╔══
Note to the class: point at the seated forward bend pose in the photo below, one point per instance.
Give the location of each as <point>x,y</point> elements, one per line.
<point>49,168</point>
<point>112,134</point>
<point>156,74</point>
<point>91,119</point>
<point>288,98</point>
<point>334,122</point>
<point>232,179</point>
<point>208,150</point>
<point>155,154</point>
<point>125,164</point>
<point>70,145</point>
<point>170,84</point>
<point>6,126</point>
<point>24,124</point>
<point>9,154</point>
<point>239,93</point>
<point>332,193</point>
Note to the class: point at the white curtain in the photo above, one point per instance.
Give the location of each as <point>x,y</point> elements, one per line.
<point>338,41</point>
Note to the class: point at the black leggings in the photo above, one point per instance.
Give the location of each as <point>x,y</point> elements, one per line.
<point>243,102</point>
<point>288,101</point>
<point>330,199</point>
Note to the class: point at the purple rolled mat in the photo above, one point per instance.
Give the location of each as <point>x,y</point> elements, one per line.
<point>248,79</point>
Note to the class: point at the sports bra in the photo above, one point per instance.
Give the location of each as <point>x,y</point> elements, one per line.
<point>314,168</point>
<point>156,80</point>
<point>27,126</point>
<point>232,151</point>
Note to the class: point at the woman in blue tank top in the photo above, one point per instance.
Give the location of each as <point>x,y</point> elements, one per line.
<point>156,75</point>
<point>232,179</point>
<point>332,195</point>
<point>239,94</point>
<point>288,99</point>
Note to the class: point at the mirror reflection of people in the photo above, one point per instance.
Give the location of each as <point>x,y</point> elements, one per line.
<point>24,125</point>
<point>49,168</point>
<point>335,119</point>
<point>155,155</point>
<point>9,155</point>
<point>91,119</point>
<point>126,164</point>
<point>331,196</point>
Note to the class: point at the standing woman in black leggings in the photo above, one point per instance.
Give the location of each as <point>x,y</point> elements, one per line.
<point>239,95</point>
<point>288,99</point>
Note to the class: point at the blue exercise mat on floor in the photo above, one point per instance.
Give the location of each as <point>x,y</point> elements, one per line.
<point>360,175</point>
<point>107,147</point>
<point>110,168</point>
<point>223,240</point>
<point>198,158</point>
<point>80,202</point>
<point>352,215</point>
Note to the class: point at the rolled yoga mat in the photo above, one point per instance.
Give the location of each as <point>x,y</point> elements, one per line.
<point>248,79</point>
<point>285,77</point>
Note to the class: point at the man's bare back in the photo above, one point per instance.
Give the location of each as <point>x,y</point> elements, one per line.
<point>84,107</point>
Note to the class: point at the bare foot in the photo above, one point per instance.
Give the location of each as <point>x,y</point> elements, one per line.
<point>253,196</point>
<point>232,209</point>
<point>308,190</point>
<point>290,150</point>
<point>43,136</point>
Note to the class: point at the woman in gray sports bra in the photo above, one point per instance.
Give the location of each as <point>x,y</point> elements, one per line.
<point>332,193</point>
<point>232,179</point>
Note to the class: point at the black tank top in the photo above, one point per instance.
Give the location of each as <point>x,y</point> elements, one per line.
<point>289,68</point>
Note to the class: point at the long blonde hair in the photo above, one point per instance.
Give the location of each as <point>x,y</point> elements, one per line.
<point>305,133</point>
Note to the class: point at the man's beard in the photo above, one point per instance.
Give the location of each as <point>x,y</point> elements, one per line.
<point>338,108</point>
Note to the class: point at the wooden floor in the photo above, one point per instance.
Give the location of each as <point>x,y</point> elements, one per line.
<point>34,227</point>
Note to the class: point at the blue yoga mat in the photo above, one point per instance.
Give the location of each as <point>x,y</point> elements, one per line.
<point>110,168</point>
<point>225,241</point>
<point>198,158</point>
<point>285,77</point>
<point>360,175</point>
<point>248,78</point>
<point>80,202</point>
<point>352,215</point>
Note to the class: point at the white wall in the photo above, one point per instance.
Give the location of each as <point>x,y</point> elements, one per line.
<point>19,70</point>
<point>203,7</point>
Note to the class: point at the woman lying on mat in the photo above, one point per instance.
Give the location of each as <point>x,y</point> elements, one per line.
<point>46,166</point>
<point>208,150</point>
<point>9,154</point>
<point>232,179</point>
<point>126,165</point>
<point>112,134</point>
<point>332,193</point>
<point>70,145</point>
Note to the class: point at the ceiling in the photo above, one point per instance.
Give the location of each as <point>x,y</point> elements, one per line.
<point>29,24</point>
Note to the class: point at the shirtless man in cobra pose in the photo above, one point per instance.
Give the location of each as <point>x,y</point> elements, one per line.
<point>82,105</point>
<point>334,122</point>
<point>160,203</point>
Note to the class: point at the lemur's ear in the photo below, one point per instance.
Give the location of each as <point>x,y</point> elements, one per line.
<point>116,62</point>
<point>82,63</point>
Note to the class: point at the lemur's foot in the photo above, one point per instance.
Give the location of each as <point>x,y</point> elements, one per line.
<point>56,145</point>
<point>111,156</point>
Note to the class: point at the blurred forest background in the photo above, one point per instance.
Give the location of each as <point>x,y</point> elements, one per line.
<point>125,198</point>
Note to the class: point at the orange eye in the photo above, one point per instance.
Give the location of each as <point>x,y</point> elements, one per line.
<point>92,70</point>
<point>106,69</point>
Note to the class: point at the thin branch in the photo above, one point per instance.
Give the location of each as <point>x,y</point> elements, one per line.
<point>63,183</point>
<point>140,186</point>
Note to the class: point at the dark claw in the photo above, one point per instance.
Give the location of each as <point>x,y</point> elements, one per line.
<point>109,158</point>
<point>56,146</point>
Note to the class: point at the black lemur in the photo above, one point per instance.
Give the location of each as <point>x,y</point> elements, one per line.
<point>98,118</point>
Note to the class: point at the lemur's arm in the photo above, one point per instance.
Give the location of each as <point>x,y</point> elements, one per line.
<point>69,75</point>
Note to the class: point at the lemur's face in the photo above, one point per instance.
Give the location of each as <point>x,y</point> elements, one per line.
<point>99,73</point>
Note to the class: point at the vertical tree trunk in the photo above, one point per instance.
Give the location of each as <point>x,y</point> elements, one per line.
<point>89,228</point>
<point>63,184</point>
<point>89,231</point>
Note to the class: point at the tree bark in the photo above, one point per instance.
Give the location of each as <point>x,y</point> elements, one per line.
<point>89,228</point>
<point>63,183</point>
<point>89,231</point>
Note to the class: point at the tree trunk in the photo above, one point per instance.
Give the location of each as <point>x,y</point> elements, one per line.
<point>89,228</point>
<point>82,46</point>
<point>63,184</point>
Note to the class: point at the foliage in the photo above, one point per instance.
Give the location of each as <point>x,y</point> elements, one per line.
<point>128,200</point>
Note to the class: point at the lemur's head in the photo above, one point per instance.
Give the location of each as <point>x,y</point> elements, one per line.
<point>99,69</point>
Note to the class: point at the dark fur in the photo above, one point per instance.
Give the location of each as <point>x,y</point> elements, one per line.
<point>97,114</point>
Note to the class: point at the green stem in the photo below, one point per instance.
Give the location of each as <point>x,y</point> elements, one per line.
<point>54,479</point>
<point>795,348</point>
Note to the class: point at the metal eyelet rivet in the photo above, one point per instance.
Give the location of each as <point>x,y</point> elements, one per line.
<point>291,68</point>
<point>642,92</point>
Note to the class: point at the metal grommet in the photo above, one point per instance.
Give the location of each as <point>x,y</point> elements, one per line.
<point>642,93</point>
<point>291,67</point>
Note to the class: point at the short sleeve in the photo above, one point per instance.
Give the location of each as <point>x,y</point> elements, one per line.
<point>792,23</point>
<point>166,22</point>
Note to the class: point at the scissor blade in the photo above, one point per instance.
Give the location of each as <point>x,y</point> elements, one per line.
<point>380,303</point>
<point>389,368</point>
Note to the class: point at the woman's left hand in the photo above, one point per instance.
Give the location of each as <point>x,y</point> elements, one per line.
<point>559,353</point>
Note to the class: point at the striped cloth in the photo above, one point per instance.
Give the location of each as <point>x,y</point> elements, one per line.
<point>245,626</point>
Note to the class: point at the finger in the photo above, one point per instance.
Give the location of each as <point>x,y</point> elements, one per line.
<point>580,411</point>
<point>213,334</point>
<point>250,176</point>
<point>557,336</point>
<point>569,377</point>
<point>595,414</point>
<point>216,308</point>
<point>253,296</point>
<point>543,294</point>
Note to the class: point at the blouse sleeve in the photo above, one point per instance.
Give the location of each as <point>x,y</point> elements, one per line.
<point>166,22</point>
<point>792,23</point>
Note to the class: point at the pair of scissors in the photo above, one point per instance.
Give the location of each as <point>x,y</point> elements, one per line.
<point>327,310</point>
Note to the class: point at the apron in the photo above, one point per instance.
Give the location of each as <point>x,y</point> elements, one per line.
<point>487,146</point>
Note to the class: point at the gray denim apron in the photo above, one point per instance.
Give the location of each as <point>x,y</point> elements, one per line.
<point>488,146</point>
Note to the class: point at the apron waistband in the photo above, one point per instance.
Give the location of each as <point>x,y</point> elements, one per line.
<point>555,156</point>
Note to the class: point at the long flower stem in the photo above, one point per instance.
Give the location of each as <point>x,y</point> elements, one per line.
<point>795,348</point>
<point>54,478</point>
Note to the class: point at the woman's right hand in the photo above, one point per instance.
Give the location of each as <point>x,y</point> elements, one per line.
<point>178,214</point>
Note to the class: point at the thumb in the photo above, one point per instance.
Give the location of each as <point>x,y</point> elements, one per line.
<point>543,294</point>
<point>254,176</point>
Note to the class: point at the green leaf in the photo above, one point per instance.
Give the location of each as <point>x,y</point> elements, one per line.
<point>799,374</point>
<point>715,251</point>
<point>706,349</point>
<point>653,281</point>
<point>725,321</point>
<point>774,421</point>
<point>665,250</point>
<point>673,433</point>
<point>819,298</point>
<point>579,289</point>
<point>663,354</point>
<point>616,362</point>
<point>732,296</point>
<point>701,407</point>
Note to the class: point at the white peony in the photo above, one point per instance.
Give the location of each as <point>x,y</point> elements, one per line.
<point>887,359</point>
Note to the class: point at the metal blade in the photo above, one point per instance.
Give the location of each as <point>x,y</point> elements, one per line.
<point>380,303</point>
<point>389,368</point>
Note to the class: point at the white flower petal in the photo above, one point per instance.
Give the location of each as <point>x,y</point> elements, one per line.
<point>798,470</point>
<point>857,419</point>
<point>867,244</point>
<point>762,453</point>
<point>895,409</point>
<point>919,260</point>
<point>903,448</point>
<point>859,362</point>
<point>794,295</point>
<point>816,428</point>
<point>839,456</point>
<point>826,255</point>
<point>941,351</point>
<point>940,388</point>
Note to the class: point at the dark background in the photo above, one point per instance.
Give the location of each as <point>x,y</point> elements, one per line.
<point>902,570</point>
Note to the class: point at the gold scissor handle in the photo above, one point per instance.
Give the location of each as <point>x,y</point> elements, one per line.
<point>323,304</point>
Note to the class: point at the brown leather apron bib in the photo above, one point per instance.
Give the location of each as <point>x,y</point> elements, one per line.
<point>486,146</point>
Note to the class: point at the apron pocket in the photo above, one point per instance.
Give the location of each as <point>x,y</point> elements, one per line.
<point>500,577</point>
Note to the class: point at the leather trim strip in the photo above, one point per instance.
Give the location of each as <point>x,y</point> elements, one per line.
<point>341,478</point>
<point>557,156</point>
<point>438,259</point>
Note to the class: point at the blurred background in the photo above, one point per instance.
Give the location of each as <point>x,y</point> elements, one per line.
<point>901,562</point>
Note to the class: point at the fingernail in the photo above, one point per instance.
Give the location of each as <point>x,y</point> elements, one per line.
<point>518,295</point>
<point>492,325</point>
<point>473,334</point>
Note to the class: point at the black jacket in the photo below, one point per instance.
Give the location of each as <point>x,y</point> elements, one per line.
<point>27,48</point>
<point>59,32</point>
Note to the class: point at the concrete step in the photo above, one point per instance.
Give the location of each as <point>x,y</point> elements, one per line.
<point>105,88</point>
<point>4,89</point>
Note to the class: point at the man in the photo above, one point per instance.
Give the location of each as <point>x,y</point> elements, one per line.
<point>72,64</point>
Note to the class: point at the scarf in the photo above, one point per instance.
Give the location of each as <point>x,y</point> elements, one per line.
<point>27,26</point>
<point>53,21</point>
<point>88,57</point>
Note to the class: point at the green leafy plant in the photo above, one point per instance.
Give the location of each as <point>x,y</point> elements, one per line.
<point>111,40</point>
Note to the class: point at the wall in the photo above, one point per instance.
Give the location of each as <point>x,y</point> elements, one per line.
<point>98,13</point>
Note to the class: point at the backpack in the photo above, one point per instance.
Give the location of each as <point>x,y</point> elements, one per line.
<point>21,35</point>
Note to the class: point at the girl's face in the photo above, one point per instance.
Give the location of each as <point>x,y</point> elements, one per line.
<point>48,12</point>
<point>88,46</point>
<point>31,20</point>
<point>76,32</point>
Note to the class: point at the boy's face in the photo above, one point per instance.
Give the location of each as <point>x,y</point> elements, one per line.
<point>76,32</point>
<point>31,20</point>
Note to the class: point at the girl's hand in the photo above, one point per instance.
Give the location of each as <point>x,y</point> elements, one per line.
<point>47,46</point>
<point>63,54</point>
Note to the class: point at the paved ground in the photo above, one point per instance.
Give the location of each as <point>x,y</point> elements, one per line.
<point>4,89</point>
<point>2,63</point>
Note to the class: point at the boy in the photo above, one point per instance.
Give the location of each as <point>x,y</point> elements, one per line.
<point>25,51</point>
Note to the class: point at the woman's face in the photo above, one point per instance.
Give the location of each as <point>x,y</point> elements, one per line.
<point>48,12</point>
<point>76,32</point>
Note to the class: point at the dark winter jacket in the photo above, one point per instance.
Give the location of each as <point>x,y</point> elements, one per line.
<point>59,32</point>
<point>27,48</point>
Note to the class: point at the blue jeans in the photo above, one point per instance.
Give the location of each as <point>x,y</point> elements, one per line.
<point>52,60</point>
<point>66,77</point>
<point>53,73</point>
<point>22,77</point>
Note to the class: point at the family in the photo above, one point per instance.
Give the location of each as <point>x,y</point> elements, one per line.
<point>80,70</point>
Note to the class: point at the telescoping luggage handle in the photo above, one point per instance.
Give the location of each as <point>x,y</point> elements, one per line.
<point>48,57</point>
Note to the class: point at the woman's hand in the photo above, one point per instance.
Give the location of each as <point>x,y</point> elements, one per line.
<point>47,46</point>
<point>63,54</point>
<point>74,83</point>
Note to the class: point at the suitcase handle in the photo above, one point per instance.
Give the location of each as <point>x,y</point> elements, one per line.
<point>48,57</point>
╚══
Work task
Which lines above hold the string "face"? Copy every one of them.

Output for this task
Note to the class: point at the lemur's face in the photo above, one point per instance.
Note to the class: point at the girl's face in the photo above, one point per instance.
Note to the class: point at the boy's face in the photo above, one point per instance.
Note to the class: point at the woman's face in the photo above, one point per instance.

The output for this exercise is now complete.